- [読解の応用]
**A)** 本文の「昨年来、新型コロナウイルスに」から「進行に与える影響を研究した。」までを、終わりの語句も含めて一字一句違えずに書き写してください。
**B)** 本文によると、2020年のCO2などの温室効果ガスや人為起源エアロゾルの排出量が大きく減少したのはなぜですか。1〜3文で説明してください。
**C)** 本文で、モデル相互比較計画を立ち上げた国際研究チームは、世界何カ国の気候モデル研究者らで構成されていますか。
===== 本文
国立研究開発法人海洋研究開発機構(JAMSTEC)と気象庁気象研究所は7日、「コロナ禍によるCO2等排出量の減少が地球温暖化に与える影響は限定的」との見解を文章で発表した。
昨年来、新型コロナウイルスにより、各国がロックダウンなど、国民の行動制限をする施策が講じられており、2020年の二酸化炭素(CO2)の温室効果ガスや人為起源エアロゾル(大気中に浮遊する微粒子)の排出量は、産業革命以降前年比で大きく減少している。その上で、世界16カ国の気候モデル研究者らで構成された国際研究チームによるモデル相互比較計画が立ち上がり、日本からは海洋研究開発機構と気象庁気象研究所が参加。新型コロナウイルスの流行による温室効果ガスや人為起源エアロゾルなどの排出量減少が地球温暖化の進行に与える影響を研究した。
==========
===== 提供データ
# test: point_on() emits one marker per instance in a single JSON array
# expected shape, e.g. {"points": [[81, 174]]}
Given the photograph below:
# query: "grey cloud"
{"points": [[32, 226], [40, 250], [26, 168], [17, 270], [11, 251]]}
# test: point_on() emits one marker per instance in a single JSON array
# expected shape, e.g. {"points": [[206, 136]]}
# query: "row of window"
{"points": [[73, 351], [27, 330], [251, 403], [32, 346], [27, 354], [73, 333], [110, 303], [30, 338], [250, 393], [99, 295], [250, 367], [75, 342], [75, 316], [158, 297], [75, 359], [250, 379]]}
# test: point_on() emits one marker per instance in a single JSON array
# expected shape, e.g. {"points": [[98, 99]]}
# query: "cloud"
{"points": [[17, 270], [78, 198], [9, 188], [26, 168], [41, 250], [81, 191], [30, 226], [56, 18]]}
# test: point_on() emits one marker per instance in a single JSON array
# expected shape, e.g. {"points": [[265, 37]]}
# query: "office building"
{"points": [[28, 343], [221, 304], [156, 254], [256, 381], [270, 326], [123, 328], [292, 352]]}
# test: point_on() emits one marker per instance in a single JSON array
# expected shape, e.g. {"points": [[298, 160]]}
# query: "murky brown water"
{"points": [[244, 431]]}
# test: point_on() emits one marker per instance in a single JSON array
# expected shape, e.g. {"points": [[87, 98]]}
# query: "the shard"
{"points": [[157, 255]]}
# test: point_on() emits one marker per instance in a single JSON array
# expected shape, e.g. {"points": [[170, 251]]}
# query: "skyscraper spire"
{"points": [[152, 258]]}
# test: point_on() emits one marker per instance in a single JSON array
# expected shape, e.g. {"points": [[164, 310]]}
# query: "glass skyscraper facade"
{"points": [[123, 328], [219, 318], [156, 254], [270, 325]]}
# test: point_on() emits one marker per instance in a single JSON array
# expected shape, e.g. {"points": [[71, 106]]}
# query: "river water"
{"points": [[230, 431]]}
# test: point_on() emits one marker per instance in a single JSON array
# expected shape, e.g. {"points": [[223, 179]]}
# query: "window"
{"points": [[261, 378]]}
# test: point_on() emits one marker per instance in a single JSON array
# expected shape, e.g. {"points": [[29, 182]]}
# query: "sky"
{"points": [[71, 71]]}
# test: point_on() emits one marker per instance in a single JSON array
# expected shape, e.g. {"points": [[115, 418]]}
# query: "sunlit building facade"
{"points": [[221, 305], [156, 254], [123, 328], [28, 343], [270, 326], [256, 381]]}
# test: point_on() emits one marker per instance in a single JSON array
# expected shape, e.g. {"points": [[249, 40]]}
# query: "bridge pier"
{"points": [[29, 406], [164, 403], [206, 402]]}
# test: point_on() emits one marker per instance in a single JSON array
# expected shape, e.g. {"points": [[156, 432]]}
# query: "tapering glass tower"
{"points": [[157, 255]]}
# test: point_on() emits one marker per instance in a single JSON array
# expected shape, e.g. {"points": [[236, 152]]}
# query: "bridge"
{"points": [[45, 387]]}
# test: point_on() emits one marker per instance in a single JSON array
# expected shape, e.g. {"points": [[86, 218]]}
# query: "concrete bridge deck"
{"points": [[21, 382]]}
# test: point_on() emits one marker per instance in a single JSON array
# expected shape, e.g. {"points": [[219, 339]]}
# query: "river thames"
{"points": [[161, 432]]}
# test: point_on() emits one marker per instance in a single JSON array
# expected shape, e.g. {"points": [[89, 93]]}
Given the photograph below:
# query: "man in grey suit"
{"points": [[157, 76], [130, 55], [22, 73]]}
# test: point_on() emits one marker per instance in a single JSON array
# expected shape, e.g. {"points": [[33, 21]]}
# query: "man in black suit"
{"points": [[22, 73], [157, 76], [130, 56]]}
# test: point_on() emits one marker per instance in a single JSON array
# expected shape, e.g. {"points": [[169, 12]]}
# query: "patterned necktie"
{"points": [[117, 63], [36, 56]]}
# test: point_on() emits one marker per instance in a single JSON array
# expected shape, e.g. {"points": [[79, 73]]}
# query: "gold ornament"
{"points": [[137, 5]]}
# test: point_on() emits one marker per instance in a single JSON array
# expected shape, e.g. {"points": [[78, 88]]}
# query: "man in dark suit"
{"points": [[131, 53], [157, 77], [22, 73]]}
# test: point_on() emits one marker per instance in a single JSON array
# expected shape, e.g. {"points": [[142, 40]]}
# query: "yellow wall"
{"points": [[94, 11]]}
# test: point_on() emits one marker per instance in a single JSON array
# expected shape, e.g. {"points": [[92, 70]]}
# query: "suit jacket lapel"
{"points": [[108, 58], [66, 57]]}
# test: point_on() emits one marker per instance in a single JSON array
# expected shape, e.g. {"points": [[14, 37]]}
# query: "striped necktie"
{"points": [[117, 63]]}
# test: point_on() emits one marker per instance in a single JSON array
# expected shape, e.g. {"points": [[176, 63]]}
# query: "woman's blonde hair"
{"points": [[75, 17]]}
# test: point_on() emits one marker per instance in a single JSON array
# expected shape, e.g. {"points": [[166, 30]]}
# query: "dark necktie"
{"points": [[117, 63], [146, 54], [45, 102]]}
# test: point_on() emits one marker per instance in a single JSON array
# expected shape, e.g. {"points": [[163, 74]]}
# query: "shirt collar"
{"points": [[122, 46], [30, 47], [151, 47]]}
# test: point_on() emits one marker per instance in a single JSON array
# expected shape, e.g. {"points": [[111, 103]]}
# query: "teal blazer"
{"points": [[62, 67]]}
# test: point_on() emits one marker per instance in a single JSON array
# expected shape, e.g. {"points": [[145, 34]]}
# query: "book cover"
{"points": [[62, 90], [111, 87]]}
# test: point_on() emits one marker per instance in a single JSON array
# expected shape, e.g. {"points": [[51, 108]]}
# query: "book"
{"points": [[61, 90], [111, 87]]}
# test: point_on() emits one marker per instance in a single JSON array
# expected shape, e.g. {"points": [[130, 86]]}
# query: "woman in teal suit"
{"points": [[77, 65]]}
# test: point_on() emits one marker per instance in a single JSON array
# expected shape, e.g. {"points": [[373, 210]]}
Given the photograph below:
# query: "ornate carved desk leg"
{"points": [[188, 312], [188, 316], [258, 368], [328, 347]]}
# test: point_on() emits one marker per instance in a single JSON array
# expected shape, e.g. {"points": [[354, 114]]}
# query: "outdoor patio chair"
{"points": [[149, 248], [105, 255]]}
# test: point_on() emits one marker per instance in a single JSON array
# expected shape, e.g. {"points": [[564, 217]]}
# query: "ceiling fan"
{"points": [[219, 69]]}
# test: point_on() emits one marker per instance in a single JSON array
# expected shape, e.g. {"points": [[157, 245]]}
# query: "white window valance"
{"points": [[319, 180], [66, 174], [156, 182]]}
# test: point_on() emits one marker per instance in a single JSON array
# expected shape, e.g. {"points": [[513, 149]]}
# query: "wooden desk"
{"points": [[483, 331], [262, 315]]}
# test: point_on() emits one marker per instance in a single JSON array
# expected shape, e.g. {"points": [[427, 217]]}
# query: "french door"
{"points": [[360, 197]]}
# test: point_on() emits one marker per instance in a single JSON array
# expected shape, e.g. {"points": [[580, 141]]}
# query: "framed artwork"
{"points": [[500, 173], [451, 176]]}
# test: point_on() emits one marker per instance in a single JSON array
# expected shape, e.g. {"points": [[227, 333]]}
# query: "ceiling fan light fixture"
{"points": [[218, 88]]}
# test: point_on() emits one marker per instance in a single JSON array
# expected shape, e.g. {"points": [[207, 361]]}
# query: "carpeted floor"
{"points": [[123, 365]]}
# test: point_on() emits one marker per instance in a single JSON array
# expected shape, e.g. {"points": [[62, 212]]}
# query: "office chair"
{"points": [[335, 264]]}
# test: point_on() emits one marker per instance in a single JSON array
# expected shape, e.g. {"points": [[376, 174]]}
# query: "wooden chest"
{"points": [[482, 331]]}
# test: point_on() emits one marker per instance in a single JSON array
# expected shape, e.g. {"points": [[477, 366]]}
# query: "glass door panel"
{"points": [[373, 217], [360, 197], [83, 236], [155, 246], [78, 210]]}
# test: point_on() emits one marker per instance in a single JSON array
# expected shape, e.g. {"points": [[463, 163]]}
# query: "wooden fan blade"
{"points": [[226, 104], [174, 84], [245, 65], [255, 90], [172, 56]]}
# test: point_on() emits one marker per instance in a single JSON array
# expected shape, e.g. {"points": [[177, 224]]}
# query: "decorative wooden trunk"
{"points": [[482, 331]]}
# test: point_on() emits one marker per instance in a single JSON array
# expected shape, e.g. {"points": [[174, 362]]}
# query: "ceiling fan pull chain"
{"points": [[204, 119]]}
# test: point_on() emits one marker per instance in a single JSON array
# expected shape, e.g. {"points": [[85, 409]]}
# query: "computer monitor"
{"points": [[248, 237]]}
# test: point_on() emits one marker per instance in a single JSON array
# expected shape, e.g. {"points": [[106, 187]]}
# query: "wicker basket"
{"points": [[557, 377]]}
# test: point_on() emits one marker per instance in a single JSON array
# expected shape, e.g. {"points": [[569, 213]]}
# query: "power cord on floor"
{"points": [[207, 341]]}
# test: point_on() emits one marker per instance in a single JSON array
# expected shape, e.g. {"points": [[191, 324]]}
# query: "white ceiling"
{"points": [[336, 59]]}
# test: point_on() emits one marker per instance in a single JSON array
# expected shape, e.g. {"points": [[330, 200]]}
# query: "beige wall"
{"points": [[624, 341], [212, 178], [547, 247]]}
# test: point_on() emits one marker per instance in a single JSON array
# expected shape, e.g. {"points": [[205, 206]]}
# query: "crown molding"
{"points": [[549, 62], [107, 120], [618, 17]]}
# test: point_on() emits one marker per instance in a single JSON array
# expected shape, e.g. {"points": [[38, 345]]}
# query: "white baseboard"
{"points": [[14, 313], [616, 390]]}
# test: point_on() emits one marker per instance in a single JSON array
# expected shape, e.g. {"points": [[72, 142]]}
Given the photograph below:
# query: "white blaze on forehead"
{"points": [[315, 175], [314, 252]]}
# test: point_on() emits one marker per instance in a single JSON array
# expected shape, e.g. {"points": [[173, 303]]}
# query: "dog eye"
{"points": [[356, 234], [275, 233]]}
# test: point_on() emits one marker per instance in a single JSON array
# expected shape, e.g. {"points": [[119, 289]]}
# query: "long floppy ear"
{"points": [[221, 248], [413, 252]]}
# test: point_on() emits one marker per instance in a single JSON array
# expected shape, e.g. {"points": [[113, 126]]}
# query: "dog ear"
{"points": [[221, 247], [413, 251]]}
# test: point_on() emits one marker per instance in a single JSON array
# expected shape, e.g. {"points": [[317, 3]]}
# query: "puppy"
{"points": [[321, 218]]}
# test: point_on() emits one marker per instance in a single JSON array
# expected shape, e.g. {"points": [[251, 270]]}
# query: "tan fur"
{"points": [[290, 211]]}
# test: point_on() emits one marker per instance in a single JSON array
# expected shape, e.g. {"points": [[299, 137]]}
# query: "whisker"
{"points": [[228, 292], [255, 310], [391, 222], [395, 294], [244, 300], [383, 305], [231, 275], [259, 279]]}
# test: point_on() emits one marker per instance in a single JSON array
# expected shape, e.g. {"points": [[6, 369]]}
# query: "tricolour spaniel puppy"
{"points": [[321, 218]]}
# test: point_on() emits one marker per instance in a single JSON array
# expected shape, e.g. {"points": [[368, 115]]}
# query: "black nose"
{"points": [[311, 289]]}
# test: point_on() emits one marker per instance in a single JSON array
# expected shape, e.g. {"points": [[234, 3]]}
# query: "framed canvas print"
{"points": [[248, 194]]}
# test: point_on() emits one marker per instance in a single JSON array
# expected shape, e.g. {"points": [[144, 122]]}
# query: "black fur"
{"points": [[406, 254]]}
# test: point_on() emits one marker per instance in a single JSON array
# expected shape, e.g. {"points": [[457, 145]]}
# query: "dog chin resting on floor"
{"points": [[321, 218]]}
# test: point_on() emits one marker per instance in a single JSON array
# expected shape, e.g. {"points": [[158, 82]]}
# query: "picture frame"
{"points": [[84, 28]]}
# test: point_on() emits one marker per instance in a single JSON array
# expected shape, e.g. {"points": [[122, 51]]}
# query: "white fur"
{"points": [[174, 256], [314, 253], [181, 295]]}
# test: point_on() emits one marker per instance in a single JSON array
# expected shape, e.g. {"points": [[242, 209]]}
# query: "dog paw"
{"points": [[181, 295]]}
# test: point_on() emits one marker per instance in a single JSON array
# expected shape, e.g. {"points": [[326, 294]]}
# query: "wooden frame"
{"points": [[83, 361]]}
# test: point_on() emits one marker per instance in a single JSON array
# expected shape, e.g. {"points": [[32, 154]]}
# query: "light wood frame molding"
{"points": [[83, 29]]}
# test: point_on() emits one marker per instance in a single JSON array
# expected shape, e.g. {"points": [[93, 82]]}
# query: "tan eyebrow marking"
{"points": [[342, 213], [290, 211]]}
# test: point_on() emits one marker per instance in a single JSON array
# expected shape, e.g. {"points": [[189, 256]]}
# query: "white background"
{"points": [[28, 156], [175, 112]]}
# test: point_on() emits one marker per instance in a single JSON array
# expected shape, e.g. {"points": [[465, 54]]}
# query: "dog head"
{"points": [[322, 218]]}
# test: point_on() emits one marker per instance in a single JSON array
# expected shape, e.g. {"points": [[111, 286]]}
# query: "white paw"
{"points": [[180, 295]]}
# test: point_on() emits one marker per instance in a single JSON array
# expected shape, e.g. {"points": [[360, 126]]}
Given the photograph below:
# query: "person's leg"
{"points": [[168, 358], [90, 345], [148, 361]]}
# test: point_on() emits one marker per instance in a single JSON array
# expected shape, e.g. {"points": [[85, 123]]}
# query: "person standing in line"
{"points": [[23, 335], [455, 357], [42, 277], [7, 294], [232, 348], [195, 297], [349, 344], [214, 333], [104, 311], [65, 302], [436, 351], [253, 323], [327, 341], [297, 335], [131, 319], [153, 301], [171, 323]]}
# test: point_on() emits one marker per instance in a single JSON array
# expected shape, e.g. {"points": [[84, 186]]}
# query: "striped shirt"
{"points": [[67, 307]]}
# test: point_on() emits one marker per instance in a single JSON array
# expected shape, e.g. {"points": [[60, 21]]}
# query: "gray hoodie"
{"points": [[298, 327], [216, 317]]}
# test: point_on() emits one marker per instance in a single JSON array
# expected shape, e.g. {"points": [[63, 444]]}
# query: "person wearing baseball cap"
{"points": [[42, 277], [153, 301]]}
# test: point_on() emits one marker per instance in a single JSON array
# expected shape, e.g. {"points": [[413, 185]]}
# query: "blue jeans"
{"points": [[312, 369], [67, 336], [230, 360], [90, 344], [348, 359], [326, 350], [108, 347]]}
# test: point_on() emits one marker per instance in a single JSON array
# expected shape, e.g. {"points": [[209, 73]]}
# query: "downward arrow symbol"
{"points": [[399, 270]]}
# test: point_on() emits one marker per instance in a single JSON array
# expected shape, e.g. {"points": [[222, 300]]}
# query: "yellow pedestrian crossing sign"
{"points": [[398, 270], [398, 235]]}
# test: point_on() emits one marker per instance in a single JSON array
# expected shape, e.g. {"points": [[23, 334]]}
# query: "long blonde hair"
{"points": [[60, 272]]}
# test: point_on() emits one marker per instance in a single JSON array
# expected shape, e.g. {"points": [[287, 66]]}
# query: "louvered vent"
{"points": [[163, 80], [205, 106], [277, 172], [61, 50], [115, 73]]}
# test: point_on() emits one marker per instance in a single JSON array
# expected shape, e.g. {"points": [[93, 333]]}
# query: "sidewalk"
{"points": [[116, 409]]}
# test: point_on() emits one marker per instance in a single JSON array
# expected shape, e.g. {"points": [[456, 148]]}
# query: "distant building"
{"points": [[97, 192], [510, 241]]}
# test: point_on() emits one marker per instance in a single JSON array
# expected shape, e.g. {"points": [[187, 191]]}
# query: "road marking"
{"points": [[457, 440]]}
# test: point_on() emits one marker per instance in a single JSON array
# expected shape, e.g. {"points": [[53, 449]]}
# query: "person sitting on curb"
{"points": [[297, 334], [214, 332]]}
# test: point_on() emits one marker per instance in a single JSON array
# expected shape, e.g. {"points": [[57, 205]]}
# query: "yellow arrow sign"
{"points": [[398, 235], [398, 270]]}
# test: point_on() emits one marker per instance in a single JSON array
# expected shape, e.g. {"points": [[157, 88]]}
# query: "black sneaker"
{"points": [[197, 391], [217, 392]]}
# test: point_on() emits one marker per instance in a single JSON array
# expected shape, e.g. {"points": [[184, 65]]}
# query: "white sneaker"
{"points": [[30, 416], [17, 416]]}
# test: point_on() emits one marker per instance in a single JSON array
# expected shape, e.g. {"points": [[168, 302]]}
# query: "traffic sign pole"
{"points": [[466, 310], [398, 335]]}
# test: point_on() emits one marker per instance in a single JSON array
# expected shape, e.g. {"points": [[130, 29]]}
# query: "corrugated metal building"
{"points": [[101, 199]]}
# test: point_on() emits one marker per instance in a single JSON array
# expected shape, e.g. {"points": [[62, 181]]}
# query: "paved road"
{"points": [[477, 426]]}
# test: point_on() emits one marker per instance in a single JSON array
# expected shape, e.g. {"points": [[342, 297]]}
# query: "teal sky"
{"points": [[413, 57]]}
==========
- [解答一覧]
**A)**
昨年来、新型コロナウイルスにより、各国がロックダウンなど、国民の行動制限をする施策が講じられており、2020年の二酸化炭素(CO2)の温室効果ガスや人為起源エアロゾル(大気中に浮遊する微粒子)の排出量は、産業革命以降前年比で大きく減少している。その上で、世界16カ国の気候モデル研究者らで構成された国際研究チームによるモデル相互比較計画が立ち上がり、日本からは海洋研究開発機構と気象庁気象研究所が参加。新型コロナウイルスの流行による温室効果ガスや人為起源エアロゾルなどの排出量減少が地球温暖化の進行に与える影響を研究した。

**B)** 新型コロナウイルスにより、各国でロックダウンなど国民の行動を制限する施策が講じられたためです。

**C)** 世界16カ国です。